───── SOURCE TEXT

Does one form of joy – maybe it should be called celebration – exceed another? Can it be quantified?

Our adopted spotted coon hound, Ollie, could have some answers.

He knows what brings him joy. We know it, too.

It’s really very simple, and nothing more than a strand of rope with a knot at either end. It’s his “pullie,” and he has a collection of them. His favorite is a mix of black, red and green. It is frayed from chewing and smelly but a thing of beauty to Ollie.

Say “pullie” and Ollie is off to find his toy for a game of tug of war, or as I have discovered, hide and seek. His eyes wide, tail wagging and growling, he’ll present the pullie expecting you to grab its slobbery end to start the contest. He hangs on with determination, rhythmically yanking to free the prize.

But his joy, as I’ve learned, is not entirely a matter of wrestling the pullie away. I’ve loosened my grip after only a few seconds of the game and instead of prancing off in triumph, he shoves the pullie back into my hand, as if to say “you gave up too quickly.” Some feigned growls on my part heighten the bar and the reward – joy – for him. The greater the challenge, the greater sense of accomplishment when he’s finally captured the pullie.

The same is true of hide and seek.

To vary the tug of war, I’ll pretend to throw the pullie, which sends him racing in that direction. Then with his back turned I’ll quickly slip it under a couch pillow, under a chair or even under the rug.

──────────
───── DATA PROVIDED

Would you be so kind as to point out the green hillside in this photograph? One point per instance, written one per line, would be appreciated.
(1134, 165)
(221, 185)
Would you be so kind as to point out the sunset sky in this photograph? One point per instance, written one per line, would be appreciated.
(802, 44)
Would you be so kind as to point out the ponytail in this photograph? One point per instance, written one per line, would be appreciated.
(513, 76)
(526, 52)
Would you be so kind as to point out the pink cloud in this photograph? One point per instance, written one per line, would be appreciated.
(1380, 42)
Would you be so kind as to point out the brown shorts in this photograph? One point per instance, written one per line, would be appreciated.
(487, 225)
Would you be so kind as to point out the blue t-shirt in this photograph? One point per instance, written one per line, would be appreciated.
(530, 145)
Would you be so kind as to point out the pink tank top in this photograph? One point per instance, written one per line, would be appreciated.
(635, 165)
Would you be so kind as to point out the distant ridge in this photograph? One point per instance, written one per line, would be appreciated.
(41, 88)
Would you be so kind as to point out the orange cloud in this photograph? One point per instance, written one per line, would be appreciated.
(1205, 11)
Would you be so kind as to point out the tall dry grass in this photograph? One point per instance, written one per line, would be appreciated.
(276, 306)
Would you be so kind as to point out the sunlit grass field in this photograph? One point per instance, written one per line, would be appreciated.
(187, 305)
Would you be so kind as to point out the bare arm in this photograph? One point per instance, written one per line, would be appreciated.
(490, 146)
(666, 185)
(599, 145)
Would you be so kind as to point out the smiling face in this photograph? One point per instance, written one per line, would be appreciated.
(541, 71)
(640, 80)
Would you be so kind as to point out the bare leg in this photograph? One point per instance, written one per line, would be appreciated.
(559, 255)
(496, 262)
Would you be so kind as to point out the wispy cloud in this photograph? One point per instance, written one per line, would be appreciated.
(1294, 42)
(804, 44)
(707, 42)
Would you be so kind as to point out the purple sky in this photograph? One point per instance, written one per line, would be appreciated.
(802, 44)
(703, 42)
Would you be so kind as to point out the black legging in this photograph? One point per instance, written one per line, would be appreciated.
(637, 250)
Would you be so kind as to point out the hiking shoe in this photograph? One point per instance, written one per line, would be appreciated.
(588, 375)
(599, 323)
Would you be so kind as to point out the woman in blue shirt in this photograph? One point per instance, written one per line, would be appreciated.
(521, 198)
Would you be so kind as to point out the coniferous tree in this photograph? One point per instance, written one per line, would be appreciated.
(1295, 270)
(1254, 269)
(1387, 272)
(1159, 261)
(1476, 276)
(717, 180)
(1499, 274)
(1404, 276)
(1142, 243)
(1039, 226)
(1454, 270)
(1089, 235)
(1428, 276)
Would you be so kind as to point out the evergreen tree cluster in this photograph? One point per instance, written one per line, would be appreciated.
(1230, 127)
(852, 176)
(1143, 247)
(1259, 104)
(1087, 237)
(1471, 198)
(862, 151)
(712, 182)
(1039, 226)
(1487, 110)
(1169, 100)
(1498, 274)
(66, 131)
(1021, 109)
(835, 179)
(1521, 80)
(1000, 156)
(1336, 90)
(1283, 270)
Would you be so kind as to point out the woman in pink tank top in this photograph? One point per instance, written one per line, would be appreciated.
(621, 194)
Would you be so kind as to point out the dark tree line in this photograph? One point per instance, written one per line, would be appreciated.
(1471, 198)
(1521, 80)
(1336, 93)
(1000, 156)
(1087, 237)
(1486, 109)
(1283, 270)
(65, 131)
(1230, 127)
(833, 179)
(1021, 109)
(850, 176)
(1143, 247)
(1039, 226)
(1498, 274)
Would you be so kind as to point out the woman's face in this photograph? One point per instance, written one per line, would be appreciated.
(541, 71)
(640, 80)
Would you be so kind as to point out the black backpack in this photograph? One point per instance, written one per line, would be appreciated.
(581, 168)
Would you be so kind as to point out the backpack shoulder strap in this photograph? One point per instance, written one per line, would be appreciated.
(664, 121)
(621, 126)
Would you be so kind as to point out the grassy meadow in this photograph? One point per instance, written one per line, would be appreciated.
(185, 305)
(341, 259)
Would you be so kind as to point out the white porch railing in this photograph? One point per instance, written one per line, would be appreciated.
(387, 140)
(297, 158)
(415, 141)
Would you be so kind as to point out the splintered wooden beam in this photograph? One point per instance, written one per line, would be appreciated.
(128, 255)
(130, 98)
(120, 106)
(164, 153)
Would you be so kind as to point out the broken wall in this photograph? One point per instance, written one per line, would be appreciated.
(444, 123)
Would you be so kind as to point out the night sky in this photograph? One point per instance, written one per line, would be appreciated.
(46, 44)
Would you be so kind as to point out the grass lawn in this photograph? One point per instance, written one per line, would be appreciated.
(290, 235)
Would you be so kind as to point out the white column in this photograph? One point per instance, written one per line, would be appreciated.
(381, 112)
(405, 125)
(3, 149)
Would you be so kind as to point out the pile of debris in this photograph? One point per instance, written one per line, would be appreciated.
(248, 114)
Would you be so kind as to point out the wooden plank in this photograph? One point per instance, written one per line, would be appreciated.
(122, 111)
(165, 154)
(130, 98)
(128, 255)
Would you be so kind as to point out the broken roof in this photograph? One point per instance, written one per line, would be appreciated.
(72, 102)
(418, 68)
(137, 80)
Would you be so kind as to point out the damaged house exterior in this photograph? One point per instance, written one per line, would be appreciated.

──────────

▶ _WHAT TO PRODUCE_:
Write out the entire passage about Ollie and his pullie, from the first line to the last, word for word.

▶ _REPLY_:
Does one form of joy – maybe it should be called celebration – exceed another? Can it be quantified?

Our adopted spotted coon hound, Ollie, could have some answers.

He knows what brings him joy. We know it, too.

It’s really very simple, and nothing more than a strand of rope with a knot at either end. It’s his “pullie,” and he has a collection of them. His favorite is a mix of black, red and green. It is frayed from chewing and smelly but a thing of beauty to Ollie.

Say “pullie” and Ollie is off to find his toy for a game of tug of war, or as I have discovered, hide and seek. His eyes wide, tail wagging and growling, he’ll present the pullie expecting you to grab its slobbery end to start the contest. He hangs on with determination, rhythmically yanking to free the prize.

But his joy, as I’ve learned, is not entirely a matter of wrestling the pullie away. I’ve loosened my grip after only a few seconds of the game and instead of prancing off in triumph, he shoves the pullie back into my hand, as if to say “you gave up too quickly.” Some feigned growls on my part heighten the bar and the reward – joy – for him. The greater the challenge, the greater sense of accomplishment when he’s finally captured the pullie.

The same is true of hide and seek.

To vary the tug of war, I’ll pretend to throw the pullie, which sends him racing in that direction. Then with his back turned I’ll quickly slip it under a couch pillow, under a chair or even under the rug.